• TASK
According to the flu-season article below, why does Dr. Vohra say people must get tested to know whether they have COVID-19 or the flu? Answer in one to three sentences.

• EXTRACT PROVIDED
< Return to Newsroom

Tuesday, February 1, 2022 4:29 PM

Flu season brings worries of 'twindemic'

Health & Wellness

Something new to watch for this winter — a “twindemic,” otherwise known as a “one-two punch” from COVID-19 and the flu. Dr. Rais Vohra, interim health officer for Fresno County Department of Public Health, says no one wants to be unnecessarily exposed to this combination of viruses and encourages everyone to get vaccinated, social distance and wear a mask.

“We know that during the winter months our risk for both infections really goes up,” Dr. Vohra says.

And while there’s no way to predict how bad the flu season will be, having a flu vaccine allows you to be as protected as possible — and the same goes for getting a COVID-19 vaccination, he says.

“COVID-19 and the flu are two different viruses but they cause a very similar clinical syndrome. So people may have a spectrum of illness that ranges from just the sniffles and a runny nose … all the way to having full-blown pneumonia, which could land them in the hospital or ICU, and they may even end up on a ventilator,” he says.

So how do you know if you have COVID-19 or the flu? “Great question!” says Dr. Vohra. “You really just have to go get tested. It’s the only way to really know.”

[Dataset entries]
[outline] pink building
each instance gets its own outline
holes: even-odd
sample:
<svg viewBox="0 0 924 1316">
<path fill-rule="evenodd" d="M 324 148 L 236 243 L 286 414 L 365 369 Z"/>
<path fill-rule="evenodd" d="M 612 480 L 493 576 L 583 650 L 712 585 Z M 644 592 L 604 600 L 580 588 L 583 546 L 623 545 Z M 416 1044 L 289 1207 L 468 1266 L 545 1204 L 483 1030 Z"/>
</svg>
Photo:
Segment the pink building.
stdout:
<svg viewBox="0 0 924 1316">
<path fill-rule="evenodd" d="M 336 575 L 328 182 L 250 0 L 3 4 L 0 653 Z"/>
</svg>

• EXPECTED OUTPUT
COVID-19 and the flu are different viruses, but they cause a very similar clinical syndrome, ranging from sniffles and a runny nose to full-blown pneumonia. Getting tested is the only way to really know which one a person has.